Records for the exercise:
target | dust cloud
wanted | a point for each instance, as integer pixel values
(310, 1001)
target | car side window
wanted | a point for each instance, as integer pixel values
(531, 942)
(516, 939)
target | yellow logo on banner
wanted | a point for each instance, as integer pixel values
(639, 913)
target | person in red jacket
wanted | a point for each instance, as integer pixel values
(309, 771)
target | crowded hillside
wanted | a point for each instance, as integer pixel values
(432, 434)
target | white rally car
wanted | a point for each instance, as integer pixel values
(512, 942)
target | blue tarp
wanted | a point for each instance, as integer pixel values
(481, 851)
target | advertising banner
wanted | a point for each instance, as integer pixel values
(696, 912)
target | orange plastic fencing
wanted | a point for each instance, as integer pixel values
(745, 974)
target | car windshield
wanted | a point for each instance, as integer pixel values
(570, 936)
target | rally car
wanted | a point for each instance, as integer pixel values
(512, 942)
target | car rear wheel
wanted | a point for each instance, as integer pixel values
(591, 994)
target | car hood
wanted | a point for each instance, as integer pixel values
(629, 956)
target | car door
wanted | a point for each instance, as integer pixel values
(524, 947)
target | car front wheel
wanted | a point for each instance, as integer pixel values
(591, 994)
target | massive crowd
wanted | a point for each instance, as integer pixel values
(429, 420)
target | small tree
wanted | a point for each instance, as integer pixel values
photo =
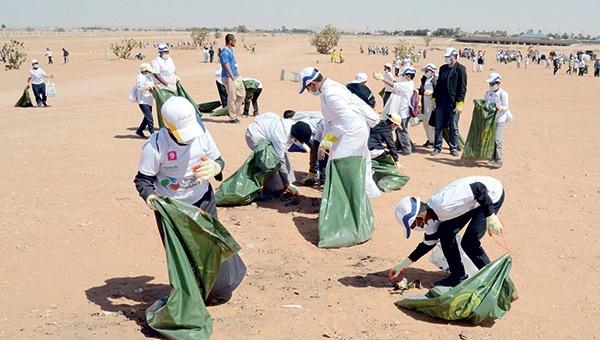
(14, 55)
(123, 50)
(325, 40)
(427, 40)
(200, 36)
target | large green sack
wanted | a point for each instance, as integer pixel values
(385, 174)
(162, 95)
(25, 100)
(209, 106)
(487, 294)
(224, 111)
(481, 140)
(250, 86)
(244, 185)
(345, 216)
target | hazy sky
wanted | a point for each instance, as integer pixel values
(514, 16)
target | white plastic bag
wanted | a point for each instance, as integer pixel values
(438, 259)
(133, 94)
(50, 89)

==

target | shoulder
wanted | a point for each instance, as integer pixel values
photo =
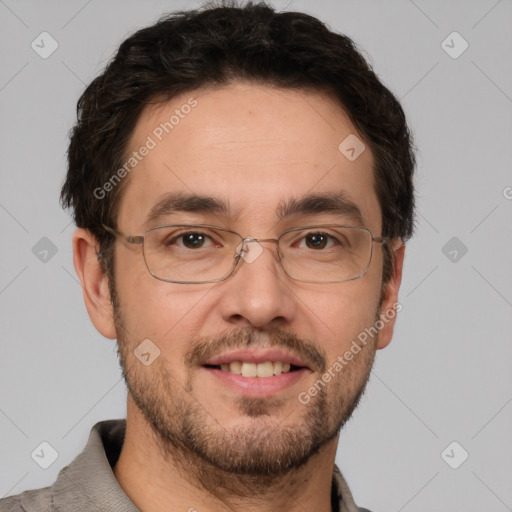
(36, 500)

To do: What's needed is an exact copy of the records above from the line containing "target | rally car" down to the line containing "target | white plastic bag", both included, without any pictures.

Answer to this exercise:
target | rally car
wanted | a point for each instance, as integer pixel values
(512, 942)
target | car rear wheel
wanted | a point for each instance, as integer pixel values
(591, 994)
target | car hood
wanted | a point for each instance, as integer pixel values
(629, 956)
target | car door
wanted | a point for each instance, as integer pixel values
(524, 947)
target | car front wheel
wanted | a point for each instance, as integer pixel values
(591, 994)
target | massive crowd
wanted | a point for each instance, as integer pixel values
(429, 420)
target | small tree
wanted | a point for each instance, as integer pixel values
photo =
(14, 55)
(123, 50)
(325, 40)
(427, 40)
(200, 36)
target | large green sack
wanted | a point for each instance, as integer pixel values
(385, 174)
(162, 95)
(25, 100)
(209, 106)
(487, 294)
(224, 111)
(481, 140)
(250, 86)
(244, 185)
(345, 216)
target | hazy sky
wanted | a point for each instance, as integer pixel values
(514, 16)
target | white plastic bag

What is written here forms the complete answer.